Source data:
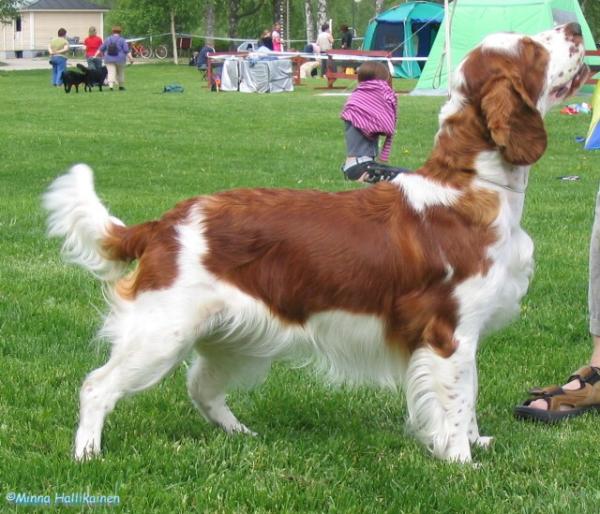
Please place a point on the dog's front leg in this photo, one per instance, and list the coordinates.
(440, 400)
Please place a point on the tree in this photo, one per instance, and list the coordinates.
(209, 19)
(8, 10)
(236, 13)
(310, 21)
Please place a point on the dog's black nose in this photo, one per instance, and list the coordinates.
(574, 29)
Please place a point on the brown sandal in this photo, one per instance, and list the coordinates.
(564, 403)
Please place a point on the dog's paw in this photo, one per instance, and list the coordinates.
(484, 441)
(240, 429)
(86, 451)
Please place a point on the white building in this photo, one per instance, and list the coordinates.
(38, 22)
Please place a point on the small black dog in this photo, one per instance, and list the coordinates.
(72, 78)
(93, 77)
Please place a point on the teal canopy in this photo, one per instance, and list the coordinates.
(407, 30)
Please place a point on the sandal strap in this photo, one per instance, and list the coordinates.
(545, 391)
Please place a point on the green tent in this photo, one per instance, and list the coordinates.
(472, 20)
(407, 30)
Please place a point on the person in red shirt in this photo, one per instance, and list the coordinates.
(92, 44)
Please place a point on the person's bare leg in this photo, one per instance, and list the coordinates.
(593, 302)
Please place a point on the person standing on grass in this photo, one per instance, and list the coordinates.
(116, 52)
(276, 38)
(92, 43)
(370, 112)
(325, 42)
(58, 49)
(581, 391)
(346, 37)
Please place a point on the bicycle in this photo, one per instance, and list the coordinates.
(146, 52)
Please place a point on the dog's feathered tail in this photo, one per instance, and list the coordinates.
(93, 238)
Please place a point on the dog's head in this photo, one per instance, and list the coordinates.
(511, 80)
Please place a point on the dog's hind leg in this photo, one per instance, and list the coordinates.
(212, 375)
(146, 346)
(440, 398)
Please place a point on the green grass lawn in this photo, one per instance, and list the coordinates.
(320, 449)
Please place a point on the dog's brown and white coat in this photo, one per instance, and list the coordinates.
(392, 284)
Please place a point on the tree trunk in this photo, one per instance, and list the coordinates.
(322, 13)
(209, 19)
(234, 7)
(174, 38)
(310, 21)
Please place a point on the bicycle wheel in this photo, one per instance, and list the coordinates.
(160, 51)
(145, 52)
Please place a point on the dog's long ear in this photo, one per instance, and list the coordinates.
(514, 123)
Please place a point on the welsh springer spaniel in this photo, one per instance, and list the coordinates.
(393, 284)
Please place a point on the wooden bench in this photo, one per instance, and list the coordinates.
(337, 68)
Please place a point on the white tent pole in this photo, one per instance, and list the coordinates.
(448, 19)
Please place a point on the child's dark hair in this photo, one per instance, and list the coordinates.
(373, 70)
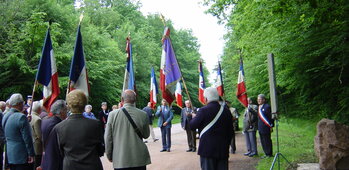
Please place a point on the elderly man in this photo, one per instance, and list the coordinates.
(20, 149)
(265, 125)
(215, 123)
(124, 143)
(186, 116)
(52, 159)
(80, 139)
(164, 123)
(35, 124)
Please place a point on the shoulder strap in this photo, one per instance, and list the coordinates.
(207, 127)
(132, 123)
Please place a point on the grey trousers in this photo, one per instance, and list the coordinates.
(213, 164)
(251, 142)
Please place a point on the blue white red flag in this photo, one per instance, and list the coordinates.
(241, 88)
(201, 84)
(47, 74)
(78, 78)
(178, 92)
(170, 73)
(153, 88)
(129, 81)
(219, 83)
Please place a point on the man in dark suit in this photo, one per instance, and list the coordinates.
(215, 134)
(52, 159)
(19, 146)
(186, 116)
(265, 125)
(80, 139)
(164, 123)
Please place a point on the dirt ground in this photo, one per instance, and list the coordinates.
(179, 159)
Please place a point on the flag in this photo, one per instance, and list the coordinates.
(178, 93)
(241, 88)
(78, 78)
(129, 81)
(153, 88)
(219, 83)
(170, 73)
(201, 84)
(47, 74)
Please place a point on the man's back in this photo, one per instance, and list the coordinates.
(18, 136)
(214, 143)
(81, 142)
(123, 146)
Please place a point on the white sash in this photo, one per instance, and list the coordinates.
(207, 127)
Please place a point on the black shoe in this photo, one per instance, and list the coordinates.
(247, 153)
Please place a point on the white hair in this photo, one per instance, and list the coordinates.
(58, 106)
(36, 106)
(88, 106)
(211, 94)
(16, 99)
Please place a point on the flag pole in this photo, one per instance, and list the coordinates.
(69, 82)
(184, 84)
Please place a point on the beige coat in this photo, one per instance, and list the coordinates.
(122, 144)
(35, 124)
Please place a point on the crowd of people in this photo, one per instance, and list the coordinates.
(70, 136)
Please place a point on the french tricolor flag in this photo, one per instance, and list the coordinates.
(178, 93)
(201, 84)
(78, 72)
(153, 88)
(241, 88)
(47, 73)
(219, 83)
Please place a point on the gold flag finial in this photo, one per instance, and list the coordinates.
(163, 19)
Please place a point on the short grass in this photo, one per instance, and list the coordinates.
(296, 141)
(176, 119)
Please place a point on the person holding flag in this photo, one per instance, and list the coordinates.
(201, 84)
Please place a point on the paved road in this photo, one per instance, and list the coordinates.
(179, 159)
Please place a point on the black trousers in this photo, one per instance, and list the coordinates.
(213, 164)
(232, 143)
(266, 143)
(21, 166)
(191, 137)
(133, 168)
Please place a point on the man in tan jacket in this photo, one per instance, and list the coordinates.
(123, 145)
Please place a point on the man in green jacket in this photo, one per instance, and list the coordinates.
(123, 145)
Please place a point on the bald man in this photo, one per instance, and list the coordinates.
(80, 139)
(124, 146)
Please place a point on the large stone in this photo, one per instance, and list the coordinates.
(332, 145)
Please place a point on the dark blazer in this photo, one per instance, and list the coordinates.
(215, 142)
(52, 159)
(186, 119)
(19, 142)
(164, 116)
(81, 143)
(262, 127)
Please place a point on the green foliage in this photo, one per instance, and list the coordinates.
(105, 26)
(310, 42)
(296, 144)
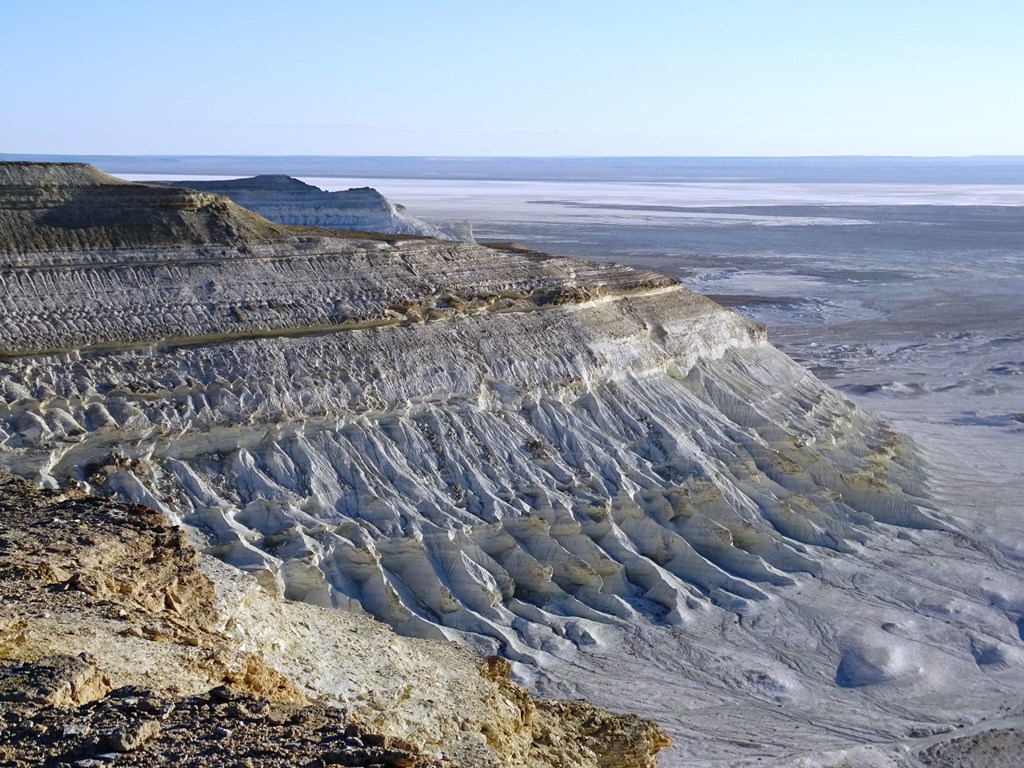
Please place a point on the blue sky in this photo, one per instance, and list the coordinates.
(528, 77)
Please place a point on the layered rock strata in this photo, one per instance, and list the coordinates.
(538, 457)
(289, 201)
(116, 644)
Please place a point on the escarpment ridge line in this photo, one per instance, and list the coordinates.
(583, 468)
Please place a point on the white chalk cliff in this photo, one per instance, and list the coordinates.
(289, 201)
(579, 466)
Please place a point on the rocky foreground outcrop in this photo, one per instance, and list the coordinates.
(611, 482)
(113, 647)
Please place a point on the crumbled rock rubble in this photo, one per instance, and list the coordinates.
(114, 652)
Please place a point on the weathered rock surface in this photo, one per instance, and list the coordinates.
(583, 468)
(289, 201)
(113, 641)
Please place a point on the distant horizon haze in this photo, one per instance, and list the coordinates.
(653, 78)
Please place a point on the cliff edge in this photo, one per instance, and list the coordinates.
(115, 642)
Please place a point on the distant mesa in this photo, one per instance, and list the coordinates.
(290, 201)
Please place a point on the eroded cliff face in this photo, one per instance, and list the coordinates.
(581, 467)
(449, 437)
(115, 639)
(289, 201)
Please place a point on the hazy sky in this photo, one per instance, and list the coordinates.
(522, 77)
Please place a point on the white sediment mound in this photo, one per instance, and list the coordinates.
(585, 468)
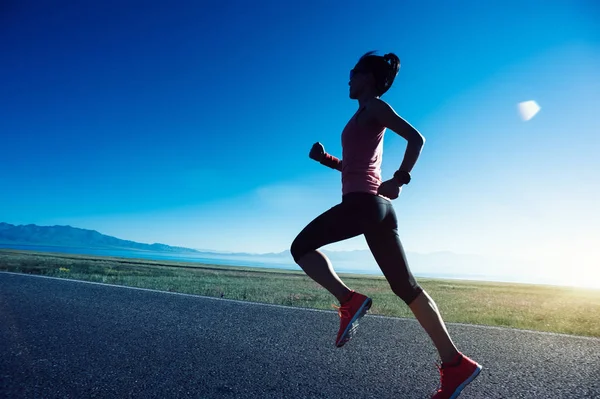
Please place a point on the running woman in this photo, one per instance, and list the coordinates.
(366, 208)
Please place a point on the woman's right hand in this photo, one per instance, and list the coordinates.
(317, 152)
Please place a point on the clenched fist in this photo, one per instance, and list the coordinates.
(389, 189)
(317, 152)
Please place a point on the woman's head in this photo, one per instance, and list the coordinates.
(373, 74)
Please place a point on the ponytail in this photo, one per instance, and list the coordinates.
(393, 67)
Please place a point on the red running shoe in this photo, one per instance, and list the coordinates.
(456, 377)
(350, 312)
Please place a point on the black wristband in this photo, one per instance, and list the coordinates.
(402, 177)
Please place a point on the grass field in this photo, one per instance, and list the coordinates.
(543, 308)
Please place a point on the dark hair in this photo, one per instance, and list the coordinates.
(384, 69)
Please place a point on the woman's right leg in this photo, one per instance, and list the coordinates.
(334, 225)
(317, 266)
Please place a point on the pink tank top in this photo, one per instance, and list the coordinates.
(362, 151)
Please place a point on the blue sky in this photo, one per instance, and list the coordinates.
(189, 124)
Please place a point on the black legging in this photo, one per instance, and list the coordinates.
(373, 216)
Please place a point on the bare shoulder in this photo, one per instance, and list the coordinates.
(380, 107)
(383, 112)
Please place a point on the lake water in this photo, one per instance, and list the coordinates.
(264, 262)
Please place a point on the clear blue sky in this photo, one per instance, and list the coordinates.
(189, 124)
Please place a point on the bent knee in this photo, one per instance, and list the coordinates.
(407, 291)
(298, 249)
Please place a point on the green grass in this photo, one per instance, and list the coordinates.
(534, 307)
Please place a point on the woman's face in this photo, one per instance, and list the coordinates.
(360, 79)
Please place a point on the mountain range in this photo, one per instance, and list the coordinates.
(441, 262)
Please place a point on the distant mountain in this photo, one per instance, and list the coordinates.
(443, 262)
(68, 236)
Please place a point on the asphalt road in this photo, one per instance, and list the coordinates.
(68, 339)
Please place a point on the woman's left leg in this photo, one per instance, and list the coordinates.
(389, 254)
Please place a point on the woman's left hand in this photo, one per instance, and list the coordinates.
(389, 189)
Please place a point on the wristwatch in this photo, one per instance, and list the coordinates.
(401, 177)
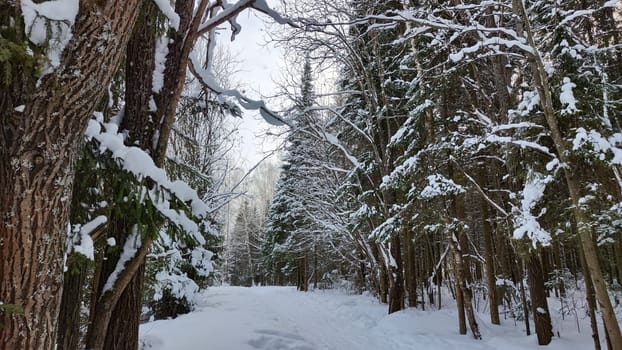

• [TASK DETAILS]
If pictures appear, drop them, and retype exactly the lines from the "Please place a point on the clear" line through the last line of the data above.

• [TASK ANSWER]
Please place a point on the clear blue sky in this photo, one per instance, and list the coordinates.
(189, 124)
Please place a point on the bent knee in this photo, one per instance, and list the coordinates.
(407, 291)
(298, 249)
Please place a point on the green grass in this photo, one per instance, and list the coordinates.
(534, 307)
Please place a point on the woman's face in this photo, one per instance, and list the coordinates.
(360, 79)
Please place a point on the mountain range in this photo, one per instance, and list the coordinates.
(441, 262)
Please place a point on the distant mountain in this photo, one per instance, and list the coordinates.
(443, 262)
(68, 236)
Please place a point on the asphalt road in this photo, one per instance, and list the coordinates.
(68, 339)
Please place a point on the woman's left leg in this photo, one per instance, and list the coordinates.
(389, 254)
Please place a point on the woman's left hand in this photo, one per instance, and list the coordinates.
(389, 189)
Please place a point on the wristwatch in this photo, one per instance, and list the coordinates.
(401, 177)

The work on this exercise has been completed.